Please convert the items below into a two-column CSV with columns named text and answer and one row per item. Put each item's text and its answer in its own quoted field, replacing line breaks with spaces.
--- begin ---
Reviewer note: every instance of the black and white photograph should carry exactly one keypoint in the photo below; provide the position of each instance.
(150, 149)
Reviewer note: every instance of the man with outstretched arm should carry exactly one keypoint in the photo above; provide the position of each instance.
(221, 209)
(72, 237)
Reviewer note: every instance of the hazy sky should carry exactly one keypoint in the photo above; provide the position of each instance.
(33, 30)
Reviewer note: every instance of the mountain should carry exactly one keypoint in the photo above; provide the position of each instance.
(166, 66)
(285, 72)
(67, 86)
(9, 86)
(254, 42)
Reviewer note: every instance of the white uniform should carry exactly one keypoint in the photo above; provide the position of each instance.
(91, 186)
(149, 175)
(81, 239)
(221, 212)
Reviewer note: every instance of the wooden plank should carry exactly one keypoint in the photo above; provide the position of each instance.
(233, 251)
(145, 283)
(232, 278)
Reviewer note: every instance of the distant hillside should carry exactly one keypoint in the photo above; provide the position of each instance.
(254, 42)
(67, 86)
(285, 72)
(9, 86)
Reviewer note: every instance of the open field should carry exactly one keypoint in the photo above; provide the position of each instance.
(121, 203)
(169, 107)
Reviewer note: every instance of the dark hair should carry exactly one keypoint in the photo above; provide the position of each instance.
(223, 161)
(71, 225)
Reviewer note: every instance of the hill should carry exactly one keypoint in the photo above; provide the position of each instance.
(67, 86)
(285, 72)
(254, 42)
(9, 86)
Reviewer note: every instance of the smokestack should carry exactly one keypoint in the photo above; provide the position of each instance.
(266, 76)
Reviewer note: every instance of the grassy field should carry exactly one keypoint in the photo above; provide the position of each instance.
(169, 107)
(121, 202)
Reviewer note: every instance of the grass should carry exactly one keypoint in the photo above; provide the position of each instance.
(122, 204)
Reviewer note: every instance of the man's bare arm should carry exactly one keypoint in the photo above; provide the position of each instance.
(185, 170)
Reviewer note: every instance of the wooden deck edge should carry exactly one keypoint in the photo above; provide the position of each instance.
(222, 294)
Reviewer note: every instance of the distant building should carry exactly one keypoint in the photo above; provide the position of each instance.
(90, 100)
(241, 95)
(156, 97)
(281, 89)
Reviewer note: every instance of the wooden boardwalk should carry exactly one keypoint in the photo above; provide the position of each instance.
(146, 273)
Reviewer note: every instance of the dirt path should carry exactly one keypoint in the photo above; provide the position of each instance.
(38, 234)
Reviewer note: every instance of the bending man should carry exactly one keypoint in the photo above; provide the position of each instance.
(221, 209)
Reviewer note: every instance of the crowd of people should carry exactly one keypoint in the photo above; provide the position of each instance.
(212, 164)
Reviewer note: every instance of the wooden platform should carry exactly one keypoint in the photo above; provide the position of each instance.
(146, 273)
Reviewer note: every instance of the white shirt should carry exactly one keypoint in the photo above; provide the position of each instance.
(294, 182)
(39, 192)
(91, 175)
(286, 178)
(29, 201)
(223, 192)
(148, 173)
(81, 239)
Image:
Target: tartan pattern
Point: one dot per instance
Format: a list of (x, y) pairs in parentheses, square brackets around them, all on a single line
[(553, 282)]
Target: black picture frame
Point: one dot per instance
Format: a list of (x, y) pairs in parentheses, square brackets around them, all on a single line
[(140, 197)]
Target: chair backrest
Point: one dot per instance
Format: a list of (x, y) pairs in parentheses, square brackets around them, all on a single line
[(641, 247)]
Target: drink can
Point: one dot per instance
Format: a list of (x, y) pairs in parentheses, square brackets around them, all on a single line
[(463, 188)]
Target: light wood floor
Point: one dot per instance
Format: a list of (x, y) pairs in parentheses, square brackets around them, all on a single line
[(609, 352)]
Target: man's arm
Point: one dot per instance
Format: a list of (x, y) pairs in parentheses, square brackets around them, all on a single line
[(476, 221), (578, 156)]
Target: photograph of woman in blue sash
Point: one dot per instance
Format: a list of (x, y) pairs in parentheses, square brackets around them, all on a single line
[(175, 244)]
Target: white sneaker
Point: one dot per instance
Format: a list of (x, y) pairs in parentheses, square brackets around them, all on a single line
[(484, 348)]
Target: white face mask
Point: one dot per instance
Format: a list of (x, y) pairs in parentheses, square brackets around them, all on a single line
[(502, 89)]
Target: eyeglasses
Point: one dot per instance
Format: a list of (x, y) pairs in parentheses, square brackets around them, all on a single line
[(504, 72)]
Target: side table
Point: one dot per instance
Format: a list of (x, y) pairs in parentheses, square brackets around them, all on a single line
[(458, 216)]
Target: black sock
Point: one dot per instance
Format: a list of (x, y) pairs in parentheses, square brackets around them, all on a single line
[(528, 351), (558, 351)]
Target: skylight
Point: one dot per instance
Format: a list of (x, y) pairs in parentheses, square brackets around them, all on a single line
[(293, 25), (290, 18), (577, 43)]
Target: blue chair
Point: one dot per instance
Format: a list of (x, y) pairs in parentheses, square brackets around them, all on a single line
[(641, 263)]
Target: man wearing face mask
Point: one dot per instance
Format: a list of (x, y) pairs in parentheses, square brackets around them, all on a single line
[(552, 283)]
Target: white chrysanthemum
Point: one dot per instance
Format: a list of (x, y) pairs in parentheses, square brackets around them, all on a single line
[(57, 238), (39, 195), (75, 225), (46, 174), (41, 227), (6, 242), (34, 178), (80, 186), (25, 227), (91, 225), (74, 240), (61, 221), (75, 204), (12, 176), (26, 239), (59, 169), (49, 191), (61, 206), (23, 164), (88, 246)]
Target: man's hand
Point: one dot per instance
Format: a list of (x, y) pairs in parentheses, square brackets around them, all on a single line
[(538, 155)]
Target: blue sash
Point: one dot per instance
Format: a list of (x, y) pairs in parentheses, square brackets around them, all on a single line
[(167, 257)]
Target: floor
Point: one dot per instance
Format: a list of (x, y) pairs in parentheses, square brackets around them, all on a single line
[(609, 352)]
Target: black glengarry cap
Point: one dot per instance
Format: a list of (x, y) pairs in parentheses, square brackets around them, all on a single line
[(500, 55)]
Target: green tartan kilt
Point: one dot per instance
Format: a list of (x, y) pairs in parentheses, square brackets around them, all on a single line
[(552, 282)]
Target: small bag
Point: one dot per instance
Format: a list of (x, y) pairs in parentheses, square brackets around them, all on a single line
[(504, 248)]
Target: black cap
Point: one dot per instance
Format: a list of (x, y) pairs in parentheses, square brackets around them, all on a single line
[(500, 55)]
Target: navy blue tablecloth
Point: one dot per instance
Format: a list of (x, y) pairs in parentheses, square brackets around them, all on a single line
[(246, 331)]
--- end ---
◆ EXERCISE SOLUTION ◆
text,answer
"Reviewer note: every instance of the black and white photograph should carry exactly one keypoint in the photo below; provide the position of each instance.","(150, 149)"
"Reviewer note: every instance of the man with outstretched arm should carry exactly one keypoint in the photo above; provide the position of each instance.","(221, 209) (72, 237)"
"Reviewer note: every instance of the hazy sky should carry exactly one keypoint in the photo above; provide the position of each instance.","(33, 30)"
"Reviewer note: every instance of the mountain should carry exactly one keypoint in the photo above; provide the position of each instance.","(166, 66) (285, 72) (67, 86) (9, 86) (254, 42)"
"Reviewer note: every instance of the white uniform should carry exactly one keypoint in the photo above; provide the position of each instance.","(91, 186) (149, 175) (81, 239) (221, 212)"
"Reviewer note: every instance of the wooden plank should carry exactly one keypoint in the photo above; provide the position of each instance.","(233, 251) (145, 283) (232, 278)"
"Reviewer note: every instance of the distant hillside should carry exactly one keypoint in the photo above; provide the position of each instance.","(254, 42) (67, 86) (285, 72) (9, 86)"
"Reviewer note: every instance of the open field should carry exactly one keypoint in the photo above; provide the position of each instance.","(121, 203) (169, 107)"
"Reviewer note: every instance of the dark hair should carry exactly one keypoint in the photo above; provide the position of each instance.","(223, 161) (71, 225)"
"Reviewer note: every instance of the hill should carry exactly one keypoint in the photo above; provide the position of each instance.","(67, 86) (285, 72) (254, 42) (9, 86)"
"Reviewer note: every instance of the smokestack should carry exactly one keypoint in the photo above; provide the position of each instance.","(266, 76)"
"Reviewer note: every instance of the grassy field should carry exactly one keypoint in the photo above; provide the position of each instance.","(169, 107) (121, 202)"
"Reviewer note: every instance of the grass should carry exactly one keypoint in the photo above; provide the position of each instance.","(122, 204)"
"Reviewer note: every instance of the man's bare arm should carry exactly one keypoint in the photo above; provide the position of each instance.","(185, 170)"
"Reviewer note: every instance of the wooden deck edge should carry exactly one keypoint in the photo above; provide the position of each instance.","(222, 294)"
"Reviewer note: every instance of the distant building should carry exactly one keypoint in the photo above; provide the position of each instance.","(90, 100) (241, 95) (156, 97) (281, 89)"
"Reviewer note: every instance of the wooden boardwalk should carry exactly one keypoint in the photo above; provide the position of each instance.","(146, 273)"
"Reviewer note: every instance of the dirt path should carry exactly one keypoint in the photo above; provide the position of each instance.","(38, 234)"
"Reviewer note: every instance of the bending man should carry exactly one keypoint in the photo above; provide the position of each instance.","(221, 209)"
"Reviewer note: every instance of the crowd of people should carry exactly one keypoint in the photo above; provide the position of each instance.","(212, 164)"
"Reviewer note: every instance of the wooden platform should carry exactly one keypoint in the photo above; provide the position of each instance.","(146, 273)"
"Reviewer note: every instance of the white shirt should carry exactly one keypoint in the photo above; provide the position of each instance.","(294, 182) (39, 192) (91, 175) (286, 178) (29, 201) (223, 192) (148, 173) (81, 239)"
"Image: Target: tartan pattern Point: one dot per instance Format: a list of (x, y) pairs in parentheses, square brackets around them, all on a single line","[(553, 282)]"
"Target: black picture frame Point: one dot per instance Format: a list of (x, y) pairs in parentheses, square brackets around them, all on a single line","[(140, 197)]"
"Target: chair backrest Point: one dot per instance Format: a list of (x, y) pairs in parentheses, square brackets around them, all on a single line","[(641, 247)]"
"Target: drink can Point: one dot per instance Format: a list of (x, y) pairs in parentheses, square brackets around them, all on a single line","[(463, 188)]"
"Target: light wood floor Point: one dot per instance Format: a list of (x, y) pairs in parentheses, square brackets around them, all on a single line","[(609, 352)]"
"Target: man's arm Point: one dot per instance Format: a list of (x, y) pairs in parentheses, square brackets around them, all on a single line","[(476, 221), (578, 156)]"
"Target: photograph of woman in blue sash Point: one dot per instance Format: a list of (x, y) pairs in parentheses, square brackets around them, all on a single line","[(175, 244)]"
"Target: white sneaker Point: one dot per instance Format: a list of (x, y) pairs in parentheses, square brackets around them, all on a single line","[(484, 348)]"
"Target: white face mask Point: one dot per instance Format: a list of (x, y) pairs in parentheses, square brackets around them, all on a single line","[(502, 89)]"
"Target: eyeglasses Point: one dot per instance Format: a list of (x, y) pairs in parentheses, square brackets around them, all on a single line","[(504, 72)]"
"Target: side table Point: one dot per instance Format: a list of (x, y) pairs in parentheses, square brackets around them, all on a single line","[(458, 216)]"
"Target: black sock Point: one dot per instance Format: a list of (x, y) pairs in parentheses, square brackets around them, all on a single line","[(528, 351), (558, 351)]"
"Target: skylight Point: one dot per instance Format: a list of (x, y) pairs in parentheses, square brackets around them, all on a single line","[(293, 25), (290, 18), (577, 43)]"
"Target: blue chair Point: one dot per instance Format: a list of (x, y) pairs in parentheses, square brackets around them, all on a single line","[(641, 263)]"
"Target: man wearing face mask Point: one dot per instance Format: a list of (x, y) pairs in parentheses, square brackets around them, all on a single line","[(552, 283)]"
"Target: white chrysanthemum Point: one dot per instance Format: a list of (x, y) pairs in parentheses, square brackets around them, all on a single line","[(57, 238), (39, 195), (75, 225), (46, 174), (41, 227), (6, 242), (34, 178), (80, 186), (25, 227), (91, 225), (74, 240), (61, 221), (75, 204), (12, 176), (26, 239), (59, 169), (49, 191), (61, 206), (23, 164), (88, 246)]"
"Target: man's hand Point: one dot per instance Format: a list of (x, y) pairs in parentheses, square brackets around them, all on a single line","[(538, 155)]"
"Target: blue sash Point: one dot per instance Format: a list of (x, y) pairs in parentheses, square brackets around them, all on a single line","[(167, 257)]"
"Target: floor Point: one dot per instance Format: a list of (x, y) pairs in parentheses, square brackets around them, all on a single line","[(609, 352)]"
"Target: black glengarry cap Point: one dot per instance Format: a list of (x, y) pairs in parentheses, square brackets around them, all on a single line","[(500, 55)]"
"Target: green tartan kilt Point: one dot per instance Format: a list of (x, y) pairs in parentheses, square brackets around them, all on a single line","[(552, 282)]"
"Target: small bag Point: one dot per instance Format: a list of (x, y) pairs in parentheses, square brackets around them, all on a single line","[(504, 248)]"
"Target: black cap Point: one dot per instance Format: a list of (x, y) pairs in parentheses, square brackets around them, all on a single line","[(500, 55)]"
"Target: navy blue tablecloth Point: one dot per instance Format: a list of (x, y) pairs in parentheses, square brackets around them, all on a single line","[(246, 331)]"